# Set exercise
Reproduce, without alteration, only the lines of the listing below that begin at the line containing "Target: rocky headland" and continue through the last line of the listing.

# Data listing
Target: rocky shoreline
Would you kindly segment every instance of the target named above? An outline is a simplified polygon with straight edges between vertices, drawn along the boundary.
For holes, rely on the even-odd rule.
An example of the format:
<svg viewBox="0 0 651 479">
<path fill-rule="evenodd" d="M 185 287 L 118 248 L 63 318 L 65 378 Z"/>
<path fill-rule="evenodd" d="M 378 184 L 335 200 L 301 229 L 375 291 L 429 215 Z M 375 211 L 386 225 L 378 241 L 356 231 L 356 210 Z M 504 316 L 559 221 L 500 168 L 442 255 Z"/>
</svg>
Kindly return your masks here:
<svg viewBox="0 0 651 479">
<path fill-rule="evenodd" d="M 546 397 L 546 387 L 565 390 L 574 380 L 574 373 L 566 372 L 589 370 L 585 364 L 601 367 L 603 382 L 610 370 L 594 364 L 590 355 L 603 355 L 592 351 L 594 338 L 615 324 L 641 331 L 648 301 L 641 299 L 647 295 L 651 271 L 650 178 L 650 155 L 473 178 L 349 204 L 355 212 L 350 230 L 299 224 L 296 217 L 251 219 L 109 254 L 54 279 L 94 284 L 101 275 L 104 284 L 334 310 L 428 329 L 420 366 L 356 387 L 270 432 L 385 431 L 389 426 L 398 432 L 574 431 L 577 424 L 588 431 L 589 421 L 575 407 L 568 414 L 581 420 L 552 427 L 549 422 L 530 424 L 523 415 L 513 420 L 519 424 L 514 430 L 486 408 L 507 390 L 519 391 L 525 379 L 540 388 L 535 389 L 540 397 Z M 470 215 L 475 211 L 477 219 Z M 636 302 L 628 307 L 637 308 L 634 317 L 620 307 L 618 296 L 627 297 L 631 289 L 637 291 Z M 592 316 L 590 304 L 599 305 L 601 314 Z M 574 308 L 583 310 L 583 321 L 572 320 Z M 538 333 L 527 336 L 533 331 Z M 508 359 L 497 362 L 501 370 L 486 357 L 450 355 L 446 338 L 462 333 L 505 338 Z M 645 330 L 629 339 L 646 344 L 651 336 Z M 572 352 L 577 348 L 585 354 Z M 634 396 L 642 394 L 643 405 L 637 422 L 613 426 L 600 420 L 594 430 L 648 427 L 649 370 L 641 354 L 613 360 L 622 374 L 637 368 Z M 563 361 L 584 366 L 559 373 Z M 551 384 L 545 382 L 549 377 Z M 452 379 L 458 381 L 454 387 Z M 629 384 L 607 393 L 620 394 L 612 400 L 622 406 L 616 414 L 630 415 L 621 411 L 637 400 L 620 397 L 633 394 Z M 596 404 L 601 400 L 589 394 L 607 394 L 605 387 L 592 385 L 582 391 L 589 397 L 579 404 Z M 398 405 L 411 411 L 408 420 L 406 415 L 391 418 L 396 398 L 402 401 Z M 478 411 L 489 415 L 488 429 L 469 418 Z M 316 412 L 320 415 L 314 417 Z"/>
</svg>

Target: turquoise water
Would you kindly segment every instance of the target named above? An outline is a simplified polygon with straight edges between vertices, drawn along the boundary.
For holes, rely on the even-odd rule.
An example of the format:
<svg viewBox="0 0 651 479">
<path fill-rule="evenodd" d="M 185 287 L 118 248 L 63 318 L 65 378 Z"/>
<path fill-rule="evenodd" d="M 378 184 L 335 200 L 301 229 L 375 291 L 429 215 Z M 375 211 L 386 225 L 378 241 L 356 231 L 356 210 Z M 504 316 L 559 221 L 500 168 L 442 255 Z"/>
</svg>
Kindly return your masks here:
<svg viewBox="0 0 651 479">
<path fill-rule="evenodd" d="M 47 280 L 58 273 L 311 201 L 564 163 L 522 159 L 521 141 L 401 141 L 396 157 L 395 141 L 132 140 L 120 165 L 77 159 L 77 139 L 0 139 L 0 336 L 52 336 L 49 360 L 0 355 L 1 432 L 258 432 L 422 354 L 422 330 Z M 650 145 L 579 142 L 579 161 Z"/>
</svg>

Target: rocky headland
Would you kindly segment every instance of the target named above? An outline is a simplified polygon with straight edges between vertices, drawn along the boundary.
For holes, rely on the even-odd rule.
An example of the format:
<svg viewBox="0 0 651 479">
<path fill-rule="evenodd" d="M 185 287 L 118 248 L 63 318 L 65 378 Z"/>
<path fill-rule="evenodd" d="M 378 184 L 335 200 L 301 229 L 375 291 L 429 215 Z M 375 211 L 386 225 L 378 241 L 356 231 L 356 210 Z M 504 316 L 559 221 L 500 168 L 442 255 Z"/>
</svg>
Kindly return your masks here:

# Response
Target: rocky headland
Would you kindly segment every instance of the target named above? An outline is a simplified polygon with straight edges between vertices, drawn along the boundary.
For holes, rely on the even-odd rule.
An example of the format:
<svg viewBox="0 0 651 479">
<path fill-rule="evenodd" d="M 185 287 L 118 248 L 63 318 L 65 378 Z"/>
<path fill-rule="evenodd" d="M 378 184 L 335 200 L 301 229 L 375 291 L 429 215 Z M 375 211 L 386 225 L 378 241 L 356 231 L 356 210 Z M 504 316 L 559 221 L 500 168 L 442 255 Z"/>
</svg>
Kindly return your masks here:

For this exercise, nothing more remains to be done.